- **PAGE**:
|---|
But the asymmetry does not depend on her choices. When a counterpart scripts courtly theatrics on a state carpet, or a president rates a colleague’s looks from a summit stage, audiences absorb an old pecking order: who is cast as statesman, who as supporting character.
Meanwhile, the policies that change lives struggle to compete with the optics. Since early 2023, Italy’s rules for NGO rescue ships have required vessels to sail directly to assigned (often distant) ports after a single rescue, curbing multi-rescue missions and inviting fines and detentions (although courts have begun to push back). Italian-run centers built on Albanian soil to process some asylum claims are an EU test case that has lurched through delays and court scrutiny. At home, Parliament extended Italy’s surrogacy ban extraterritorially, criminalizing Italians who seek surrogacy internationally.
The remedy isn’t to erase personality — politics is made by people, and symbols matter. The remedy is to reverse the ratio. Lead with consequences: what the statute does, what the budget funds, whose rights are curtailed or expanded, how courts respond, whether promised outcomes arrive. Treat optics as color, not content. Audit the news language, diversify who edits, who produces, and who appears as an expert — because representation upstream changes what counts as “news” downstream. And from the podiums where hierarchies are performed, retire the gallantry and cosmetic compliments. Let the moment be about the meeting, not the meme.
This isn’t about liking or disliking Giorgia Meloni. It’s about recognizing how a male-coded public sphere still reads women in power through a keyhole, and then mistakes the keyhole for the room. A healthier politics, and a healthier press, would make the government the story and put the choreography aside. If we want democratic scrutiny worthy of the name, we should start there.
|---|
- **COMPLETE THE FOLLOWING**:
(1) From the commentary, reproduce the passage from "But the asymmetry" up to and including "as supporting character.".
(2) Answer these questions from the commentary:
(a) Since when have Italy's rules for NGO rescue ships been in place?
(b) On whose soil were the Italian-run centers for processing some asylum claims built?
(c) What does the commentary say optics should be treated as?
(3) Recast the commentary's paragraph that begins "The remedy isn’t to erase personality" as a short bulleted list that keeps its main points.

- **DATASET ROWS**:
|---|
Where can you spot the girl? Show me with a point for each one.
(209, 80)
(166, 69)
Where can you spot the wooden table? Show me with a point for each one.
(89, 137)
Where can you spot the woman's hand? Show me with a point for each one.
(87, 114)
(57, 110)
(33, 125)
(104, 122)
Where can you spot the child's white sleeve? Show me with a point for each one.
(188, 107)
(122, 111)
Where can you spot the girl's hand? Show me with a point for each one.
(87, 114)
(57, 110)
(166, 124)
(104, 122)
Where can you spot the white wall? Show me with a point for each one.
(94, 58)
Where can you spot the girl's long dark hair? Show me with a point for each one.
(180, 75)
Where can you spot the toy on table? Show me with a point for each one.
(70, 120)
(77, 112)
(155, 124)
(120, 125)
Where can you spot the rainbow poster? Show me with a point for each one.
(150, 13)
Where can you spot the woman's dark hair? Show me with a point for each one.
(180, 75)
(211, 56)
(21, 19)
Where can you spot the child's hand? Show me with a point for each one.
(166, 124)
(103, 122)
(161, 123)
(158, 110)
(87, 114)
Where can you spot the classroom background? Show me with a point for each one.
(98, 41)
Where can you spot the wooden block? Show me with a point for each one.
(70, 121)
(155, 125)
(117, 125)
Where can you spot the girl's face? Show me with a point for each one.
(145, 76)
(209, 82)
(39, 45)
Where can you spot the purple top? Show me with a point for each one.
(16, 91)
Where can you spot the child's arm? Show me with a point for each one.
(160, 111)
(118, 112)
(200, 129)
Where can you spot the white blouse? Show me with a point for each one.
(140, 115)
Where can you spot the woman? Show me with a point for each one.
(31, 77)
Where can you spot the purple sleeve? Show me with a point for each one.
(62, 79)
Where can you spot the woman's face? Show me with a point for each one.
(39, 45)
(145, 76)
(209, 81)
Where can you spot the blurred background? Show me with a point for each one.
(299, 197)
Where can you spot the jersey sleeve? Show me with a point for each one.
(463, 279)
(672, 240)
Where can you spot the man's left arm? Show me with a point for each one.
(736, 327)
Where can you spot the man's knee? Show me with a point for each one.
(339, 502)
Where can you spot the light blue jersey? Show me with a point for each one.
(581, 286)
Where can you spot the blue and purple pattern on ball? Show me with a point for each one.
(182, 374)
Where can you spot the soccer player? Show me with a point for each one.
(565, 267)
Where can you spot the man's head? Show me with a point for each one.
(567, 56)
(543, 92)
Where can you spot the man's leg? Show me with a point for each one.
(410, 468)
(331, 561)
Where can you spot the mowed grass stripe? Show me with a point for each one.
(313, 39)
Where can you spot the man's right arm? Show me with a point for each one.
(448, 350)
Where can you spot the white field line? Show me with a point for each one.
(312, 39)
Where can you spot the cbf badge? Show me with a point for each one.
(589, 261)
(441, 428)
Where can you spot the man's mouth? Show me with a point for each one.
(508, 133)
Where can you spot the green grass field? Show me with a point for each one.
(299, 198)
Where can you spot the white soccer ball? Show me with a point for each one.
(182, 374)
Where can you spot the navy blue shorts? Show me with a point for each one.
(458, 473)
|---|
- **RESPONSES BY TASK**:
(1)
But the asymmetry does not depend on her choices. When a counterpart scripts courtly theatrics on a state carpet, or a president rates a colleague’s looks from a summit stage, audiences absorb an old pecking order: who is cast as statesman, who as supporting character.

(2)
(a) Since early 2023.
(b) On Albanian soil.
(c) As color, not content.

(3)
- Personality need not be erased, because politics is made by people and symbols matter.
- Reverse the ratio by leading with consequences: what the statute does, what the budget funds, whose rights are curtailed or expanded, how courts respond and whether promised outcomes arrive.
- Treat optics as color, not content.
- Audit the news language and diversify who edits, who produces and who appears as an expert, since representation upstream changes what counts as news downstream.
- Retire gallantry and cosmetic compliments from the podiums, so the moment is about the meeting, not the meme.